◆ Task 1
In the article about Tim Burchett and Netflix, reproduce the text word for word, starting with "This actual statement" and going on through "so dang quick?".
◆ Task 2
In the article about Tim Burchett and Netflix, what did Burchett call Netflix during his Saturday Fox News appearance?

Extremely non-senile Congressman asks why these Netflix cartoons can't be more like Andy Griffith
Tennessee elected official yells at streaming cloud.
The Andy Griffith Show, Screenshot: YouTube
In its ever-widening efforts to find its base things to be mad about that are not the way no amount of rage expressed at trans rights, immigrants, or late-night talk show hosts seems to actually make their own lives any better, the American right-wing has gotten itself into a tizzy about Netflix this week. We reported earlier about how Elon Musk has hit on the streaming service as his latest hyper-fixation, specifically targeting a two-year-old animated TV series called Dead End: Paranormal Park for having a trans main character. (He is also mad about Strawberry Shortcake, a sentence that has historically only ever been written about our most powerful and noble culture warriors.) Now, though, this latest bout of “Don’t worry about the economy, just look at that” has infected lawmakers, too, with a member of the House Of Representatives asking the question we’ve all been asking about modern television lately: Why can’t it be more like The Andy Griffith Show?
This actual statement that sounds like something we’d make up to be mean comes courtesy of Tennessee Rep. Tim Burchett, who’s chosen to pick up the thoroughly hand-wrung gauntlet that Musk threw down with his “Cancel Netflix” calls. To be fair to Burchett, he started out a Saturday appearance on Fox News (per Mediaite) working from the standard playbook, calling Netflix a “left-wing propaganda outlet,” and suggesting he’s going to bring in the FCC to try to regulate it. (Which is actually a pretty interesting/scary legal question, in so far as the federal government hasn’t managed to get a lot of precedent down on paper yet on how far its regulatory authority with streamers extends.) But then Burchett abruptly veers off into the weeds of his own mind, noting that he tried watching some Dead End, and, hey, why does it have to move so dang quick?

Source records:

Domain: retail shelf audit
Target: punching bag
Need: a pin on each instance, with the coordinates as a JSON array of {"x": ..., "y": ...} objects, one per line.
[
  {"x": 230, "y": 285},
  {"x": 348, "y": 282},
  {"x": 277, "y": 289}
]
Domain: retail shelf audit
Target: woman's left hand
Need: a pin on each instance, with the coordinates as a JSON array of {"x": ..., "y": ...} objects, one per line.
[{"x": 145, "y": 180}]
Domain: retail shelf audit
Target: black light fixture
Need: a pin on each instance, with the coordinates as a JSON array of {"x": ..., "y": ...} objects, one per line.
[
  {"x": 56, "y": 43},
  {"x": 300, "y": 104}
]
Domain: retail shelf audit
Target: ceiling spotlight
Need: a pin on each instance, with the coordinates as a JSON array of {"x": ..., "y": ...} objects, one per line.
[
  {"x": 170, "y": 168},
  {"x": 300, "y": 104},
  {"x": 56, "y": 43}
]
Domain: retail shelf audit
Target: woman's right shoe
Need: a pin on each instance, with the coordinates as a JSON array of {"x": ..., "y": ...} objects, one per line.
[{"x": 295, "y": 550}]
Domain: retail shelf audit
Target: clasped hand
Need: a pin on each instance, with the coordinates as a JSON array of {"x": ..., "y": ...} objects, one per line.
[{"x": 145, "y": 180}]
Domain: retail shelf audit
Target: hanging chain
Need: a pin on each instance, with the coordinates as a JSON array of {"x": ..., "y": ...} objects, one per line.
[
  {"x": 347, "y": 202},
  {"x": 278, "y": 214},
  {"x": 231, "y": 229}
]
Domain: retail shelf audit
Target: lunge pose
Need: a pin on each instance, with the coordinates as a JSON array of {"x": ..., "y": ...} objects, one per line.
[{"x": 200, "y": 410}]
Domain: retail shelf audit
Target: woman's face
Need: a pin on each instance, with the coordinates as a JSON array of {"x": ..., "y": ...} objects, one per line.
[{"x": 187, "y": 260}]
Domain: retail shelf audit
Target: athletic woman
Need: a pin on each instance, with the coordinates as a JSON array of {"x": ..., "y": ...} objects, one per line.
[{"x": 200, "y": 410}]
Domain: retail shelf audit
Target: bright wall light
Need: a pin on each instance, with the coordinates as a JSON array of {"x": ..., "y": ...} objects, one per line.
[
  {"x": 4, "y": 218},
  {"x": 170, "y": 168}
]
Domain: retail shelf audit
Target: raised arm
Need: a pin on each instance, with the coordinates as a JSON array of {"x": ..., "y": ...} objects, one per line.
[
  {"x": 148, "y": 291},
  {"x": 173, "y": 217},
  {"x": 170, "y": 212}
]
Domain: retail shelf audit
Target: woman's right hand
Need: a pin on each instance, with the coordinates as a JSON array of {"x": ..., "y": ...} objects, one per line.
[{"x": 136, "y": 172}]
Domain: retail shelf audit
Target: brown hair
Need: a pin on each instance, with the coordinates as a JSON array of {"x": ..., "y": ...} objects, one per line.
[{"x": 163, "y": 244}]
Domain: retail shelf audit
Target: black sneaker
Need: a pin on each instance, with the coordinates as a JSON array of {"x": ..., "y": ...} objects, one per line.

◆ Worked solution 1
This actual statement that sounds like something we’d make up to be mean comes courtesy of Tennessee Rep. Tim Burchett, who’s chosen to pick up the thoroughly hand-wrung gauntlet that Musk threw down with his “Cancel Netflix” calls. To be fair to Burchett, he started out a Saturday appearance on Fox News (per Mediaite) working from the standard playbook, calling Netflix a “left-wing propaganda outlet,” and suggesting he’s going to bring in the FCC to try to regulate it. (Which is actually a pretty interesting/scary legal question, in so far as the federal government hasn’t managed to get a lot of precedent down on paper yet on how far its regulatory authority with streamers extends.) But then Burchett abruptly veers off into the weeds of his own mind, noting that he tried watching some Dead End, and, hey, why does it have to move so dang quick?

◆ Worked solution 2
He called it a "left-wing propaganda outlet."